Selected extract

Astound Broadband CEO sets sights on more M&A, fiber footprint expansion

Having just struck a $661 million deal for three WideOpenWest markets that is slated to close in the second half of 2021, Astound Broadband CEO Jim Holanda is eager to get another, much larger one salted away – a $8.1 billion deal that will see Astound get acquired by Stonepeak Infrastructure Partners from Patriot Media.

Holanda, also CEO of Patriot Media, said Stonepeak, a private equity firm with billions in fresh funds in-hand, can provide the kind of "dry powder" necessary for Astound to continue its pursuit of additional M&A opportunities along with the potential to expand its fiber footprint for commercial and residential services in areas that are nearby its existing footprints.

Jim Holanda
Holanda says he's eager to pursue 'smaller tuck-in acquisitions' that are accretive to Astound Broadband's business.  
(Image source: Astound Broadband)
Holanda says he's eager to pursue "smaller tuck-in acquisitions" that are accretive to Astound Broadband's business.
(Image source: Astound Broadband)

Astound Broadband, a company that owns and operates RCN, Grande Communications, Wave Broadband and enTouch Systems, is inching toward the finish line on the Stonepeak deal. Holanda says 258 of the 259 required regulatory approvals are done, with the California PUC expected to take up the matter in the next three to five weeks. He also hinted that the company intends to unite all of its brands under one brand (possibly as Astound) after the Stonepeak transaction is closed.

Unpacking the WOW deal

That deal, he said, will give Astound Broadband the platform to pursue additional M&A that is accretive, particularly in markets that are adjacent to its existing ones. But Astound Broadband's deal this week with WOW (WOW also inked a deal to sell two other markets to Cogeco/Atlantic Broadband) is a clear indicator that adjacency is preferable, but not a firm requirement.

WOW's Chicago market is adjacent to RCN's operations in the area, and will effectively double Astound's contiguous footprint there. Holanda said he's talked to WOW's management team about how to acquire its Chicago assets for seven years, but those talks did not go very far until this week's deal that enabled Astound to acquire the additional two WOW markets.

WOW's Anne Arundel, Maryland, operation is likewise close to RCN's operations in the Washington, DC, area. However, the deal for WOW's Evansville, Indiana, market is not nearby any of Astound's existing operations. But it is a "well-run system with good customer service and business metrics associated with it," Holanda said, noting that Astound has had some success on the commercial services side in tier 2/3 markets.

When the WOW market deals close, Astound will serve areas with about 4 million homes passed and roughly 1.2 million customers. Astound, Holanda said, is keeping its eye open for more M&A opportunities that are relatively small but still accretive to the business.

Given information
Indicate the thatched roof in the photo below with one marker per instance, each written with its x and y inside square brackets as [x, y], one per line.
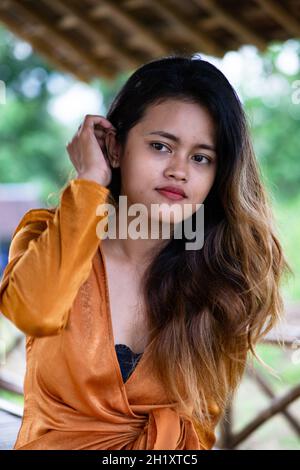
[100, 38]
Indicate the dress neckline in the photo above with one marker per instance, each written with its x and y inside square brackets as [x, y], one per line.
[124, 346]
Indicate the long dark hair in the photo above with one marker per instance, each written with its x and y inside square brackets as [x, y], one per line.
[207, 308]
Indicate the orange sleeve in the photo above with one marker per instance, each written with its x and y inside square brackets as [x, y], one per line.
[50, 256]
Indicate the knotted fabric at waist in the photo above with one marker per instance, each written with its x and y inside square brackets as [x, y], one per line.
[160, 429]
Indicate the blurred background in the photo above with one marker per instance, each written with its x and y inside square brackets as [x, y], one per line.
[59, 63]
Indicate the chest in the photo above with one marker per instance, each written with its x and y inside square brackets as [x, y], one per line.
[127, 309]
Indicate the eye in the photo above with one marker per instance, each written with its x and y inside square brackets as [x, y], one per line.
[152, 144]
[203, 156]
[157, 143]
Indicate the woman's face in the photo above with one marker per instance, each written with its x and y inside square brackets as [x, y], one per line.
[151, 160]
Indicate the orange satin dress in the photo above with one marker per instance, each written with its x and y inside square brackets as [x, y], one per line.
[54, 288]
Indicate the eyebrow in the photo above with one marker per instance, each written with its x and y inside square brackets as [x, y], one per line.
[177, 139]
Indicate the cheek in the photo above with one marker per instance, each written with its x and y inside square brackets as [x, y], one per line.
[201, 187]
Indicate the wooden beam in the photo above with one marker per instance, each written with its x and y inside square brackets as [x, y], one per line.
[277, 405]
[52, 33]
[263, 384]
[44, 49]
[281, 15]
[89, 28]
[146, 38]
[232, 24]
[198, 39]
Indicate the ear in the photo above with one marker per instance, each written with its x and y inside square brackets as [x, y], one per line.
[112, 148]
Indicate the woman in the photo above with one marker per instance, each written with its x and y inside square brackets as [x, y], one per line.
[189, 316]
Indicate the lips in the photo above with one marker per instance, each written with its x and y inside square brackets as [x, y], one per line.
[171, 192]
[172, 189]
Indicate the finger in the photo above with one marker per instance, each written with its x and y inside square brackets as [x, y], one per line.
[92, 120]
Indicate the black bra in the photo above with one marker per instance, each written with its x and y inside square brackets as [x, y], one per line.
[127, 359]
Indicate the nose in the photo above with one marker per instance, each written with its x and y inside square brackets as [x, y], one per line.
[176, 169]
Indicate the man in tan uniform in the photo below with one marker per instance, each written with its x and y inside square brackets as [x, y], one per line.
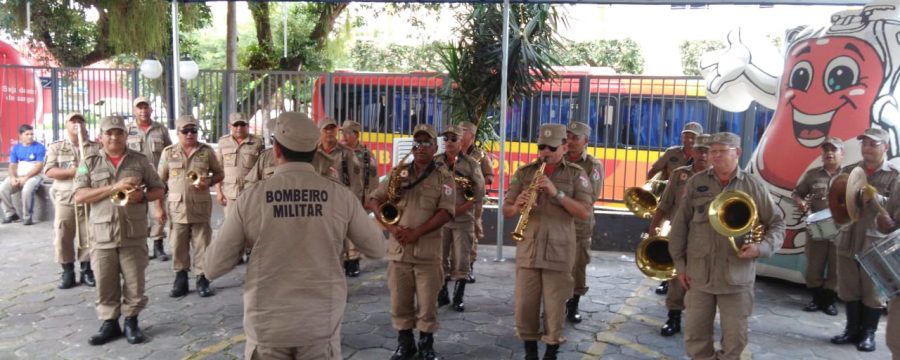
[708, 268]
[811, 194]
[459, 234]
[70, 239]
[295, 293]
[855, 287]
[427, 201]
[544, 259]
[675, 157]
[487, 171]
[577, 137]
[189, 204]
[350, 131]
[149, 137]
[118, 233]
[669, 202]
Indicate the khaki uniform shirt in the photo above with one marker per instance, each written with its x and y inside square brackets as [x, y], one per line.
[419, 203]
[673, 158]
[706, 256]
[814, 183]
[264, 167]
[861, 234]
[469, 169]
[295, 291]
[594, 170]
[550, 236]
[117, 226]
[151, 143]
[237, 160]
[65, 155]
[185, 204]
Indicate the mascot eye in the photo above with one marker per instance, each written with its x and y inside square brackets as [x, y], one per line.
[841, 73]
[801, 76]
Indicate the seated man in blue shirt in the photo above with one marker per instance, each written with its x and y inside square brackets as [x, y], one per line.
[26, 161]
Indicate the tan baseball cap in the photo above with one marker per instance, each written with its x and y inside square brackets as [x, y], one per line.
[350, 125]
[425, 128]
[726, 138]
[693, 127]
[296, 131]
[552, 134]
[112, 122]
[579, 128]
[140, 100]
[875, 134]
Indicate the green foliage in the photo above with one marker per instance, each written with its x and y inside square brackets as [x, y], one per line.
[691, 51]
[622, 55]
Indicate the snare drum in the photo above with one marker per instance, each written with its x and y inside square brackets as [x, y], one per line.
[820, 226]
[882, 263]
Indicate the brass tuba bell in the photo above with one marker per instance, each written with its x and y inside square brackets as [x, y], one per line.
[642, 201]
[652, 255]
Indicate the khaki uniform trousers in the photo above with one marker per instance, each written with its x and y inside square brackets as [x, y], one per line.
[734, 310]
[457, 246]
[327, 351]
[854, 283]
[532, 287]
[821, 264]
[68, 245]
[579, 269]
[120, 280]
[411, 285]
[189, 241]
[893, 331]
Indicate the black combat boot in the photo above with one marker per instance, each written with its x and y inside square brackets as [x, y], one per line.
[203, 288]
[458, 292]
[426, 345]
[179, 288]
[87, 275]
[813, 304]
[531, 350]
[868, 326]
[851, 332]
[406, 346]
[550, 352]
[673, 325]
[572, 314]
[109, 331]
[663, 288]
[443, 296]
[158, 251]
[133, 333]
[67, 280]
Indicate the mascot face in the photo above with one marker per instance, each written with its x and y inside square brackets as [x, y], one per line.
[828, 88]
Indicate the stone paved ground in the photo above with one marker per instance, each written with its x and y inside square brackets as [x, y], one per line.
[38, 321]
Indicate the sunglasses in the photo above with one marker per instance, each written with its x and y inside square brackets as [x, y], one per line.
[541, 147]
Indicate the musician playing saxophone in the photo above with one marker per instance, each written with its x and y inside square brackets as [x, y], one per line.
[545, 256]
[427, 201]
[707, 266]
[459, 234]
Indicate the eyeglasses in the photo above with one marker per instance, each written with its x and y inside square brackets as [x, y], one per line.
[541, 147]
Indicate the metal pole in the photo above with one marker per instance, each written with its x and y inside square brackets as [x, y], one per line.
[504, 74]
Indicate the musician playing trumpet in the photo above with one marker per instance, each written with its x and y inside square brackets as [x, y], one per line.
[118, 233]
[546, 253]
[811, 194]
[426, 200]
[713, 275]
[185, 167]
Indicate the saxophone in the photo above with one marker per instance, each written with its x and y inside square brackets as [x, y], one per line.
[519, 232]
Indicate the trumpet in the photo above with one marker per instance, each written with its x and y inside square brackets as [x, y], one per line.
[519, 232]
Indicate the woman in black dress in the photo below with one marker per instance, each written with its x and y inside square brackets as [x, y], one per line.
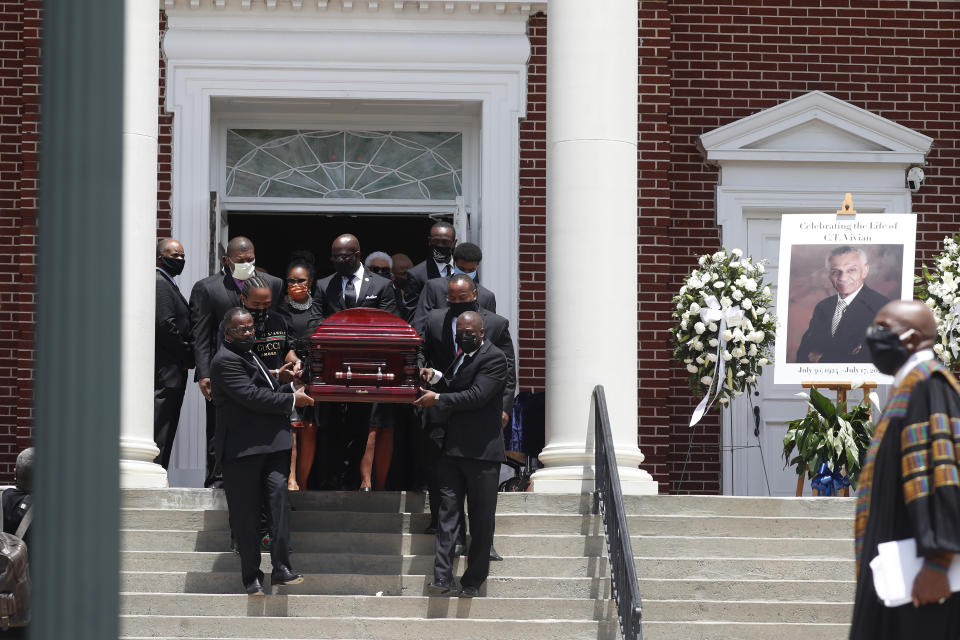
[302, 318]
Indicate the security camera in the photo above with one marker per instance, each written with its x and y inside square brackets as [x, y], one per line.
[914, 178]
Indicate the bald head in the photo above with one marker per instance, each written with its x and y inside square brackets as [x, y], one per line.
[903, 315]
[238, 245]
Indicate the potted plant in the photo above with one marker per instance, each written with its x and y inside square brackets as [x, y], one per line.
[828, 440]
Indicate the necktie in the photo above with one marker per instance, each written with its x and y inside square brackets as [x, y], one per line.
[349, 294]
[837, 315]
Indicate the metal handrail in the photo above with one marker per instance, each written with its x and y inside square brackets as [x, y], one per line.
[608, 502]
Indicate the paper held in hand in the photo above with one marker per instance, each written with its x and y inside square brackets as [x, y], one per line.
[896, 567]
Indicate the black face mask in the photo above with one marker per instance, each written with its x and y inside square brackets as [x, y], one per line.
[345, 269]
[173, 266]
[441, 254]
[459, 307]
[242, 345]
[467, 342]
[887, 351]
[259, 316]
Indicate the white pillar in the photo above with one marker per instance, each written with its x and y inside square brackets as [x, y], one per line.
[591, 240]
[141, 76]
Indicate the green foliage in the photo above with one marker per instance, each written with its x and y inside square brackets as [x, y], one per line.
[830, 434]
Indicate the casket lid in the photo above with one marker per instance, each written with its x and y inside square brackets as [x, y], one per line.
[363, 323]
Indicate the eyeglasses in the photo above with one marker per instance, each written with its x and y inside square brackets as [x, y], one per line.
[242, 330]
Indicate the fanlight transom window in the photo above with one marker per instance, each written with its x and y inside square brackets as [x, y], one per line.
[402, 165]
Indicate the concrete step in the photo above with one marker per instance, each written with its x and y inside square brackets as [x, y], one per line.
[178, 604]
[394, 628]
[525, 503]
[744, 589]
[721, 630]
[228, 582]
[541, 524]
[509, 545]
[365, 564]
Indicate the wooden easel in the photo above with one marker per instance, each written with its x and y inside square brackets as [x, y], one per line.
[841, 388]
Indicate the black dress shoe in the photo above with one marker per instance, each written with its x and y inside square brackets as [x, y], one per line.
[255, 586]
[435, 589]
[283, 575]
[468, 592]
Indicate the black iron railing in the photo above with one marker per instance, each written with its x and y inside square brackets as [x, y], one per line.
[608, 502]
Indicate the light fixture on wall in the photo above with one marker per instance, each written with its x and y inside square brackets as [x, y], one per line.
[914, 178]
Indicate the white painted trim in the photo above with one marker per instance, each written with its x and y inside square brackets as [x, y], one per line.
[476, 59]
[728, 142]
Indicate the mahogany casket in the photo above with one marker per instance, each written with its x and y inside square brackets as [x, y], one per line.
[364, 355]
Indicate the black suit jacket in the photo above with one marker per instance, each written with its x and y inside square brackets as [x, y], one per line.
[253, 412]
[434, 296]
[375, 292]
[471, 401]
[438, 350]
[209, 300]
[417, 277]
[173, 353]
[847, 345]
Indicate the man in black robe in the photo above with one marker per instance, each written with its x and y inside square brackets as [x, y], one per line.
[910, 484]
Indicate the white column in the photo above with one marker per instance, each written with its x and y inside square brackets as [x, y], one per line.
[141, 75]
[591, 240]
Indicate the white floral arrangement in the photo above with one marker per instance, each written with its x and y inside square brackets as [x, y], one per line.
[725, 327]
[938, 287]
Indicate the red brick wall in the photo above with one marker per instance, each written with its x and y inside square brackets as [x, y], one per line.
[731, 59]
[531, 332]
[165, 150]
[20, 33]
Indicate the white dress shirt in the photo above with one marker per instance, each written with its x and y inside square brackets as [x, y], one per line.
[357, 281]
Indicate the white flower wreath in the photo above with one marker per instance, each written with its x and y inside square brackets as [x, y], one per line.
[725, 327]
[939, 289]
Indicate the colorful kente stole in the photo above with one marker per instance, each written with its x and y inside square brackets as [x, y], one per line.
[913, 436]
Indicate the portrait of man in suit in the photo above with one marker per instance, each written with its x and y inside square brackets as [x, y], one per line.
[836, 328]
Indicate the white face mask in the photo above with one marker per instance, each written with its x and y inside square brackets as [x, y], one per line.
[243, 270]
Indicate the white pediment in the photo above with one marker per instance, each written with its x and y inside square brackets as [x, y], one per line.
[815, 127]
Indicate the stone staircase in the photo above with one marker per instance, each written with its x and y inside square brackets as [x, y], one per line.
[709, 567]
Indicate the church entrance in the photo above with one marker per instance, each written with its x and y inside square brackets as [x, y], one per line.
[276, 235]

Given instruction
From the article on Astound Broadband's acquisition plans, retype the passage starting at "Having just struck" and ending at "its existing footprints.".

Task result
Having just struck a $661 million deal for three WideOpenWest markets that is slated to close in the second half of 2021, Astound Broadband CEO Jim Holanda is eager to get another, much larger one salted away – a $8.1 billion deal that will see Astound get acquired by Stonepeak Infrastructure Partners from Patriot Media.

Holanda, also CEO of Patriot Media, said Stonepeak, a private equity firm with billions in fresh funds in-hand, can provide the kind of "dry powder" necessary for Astound to continue its pursuit of additional M&A opportunities along with the potential to expand its fiber footprint for commercial and residential services in areas that are nearby its existing footprints.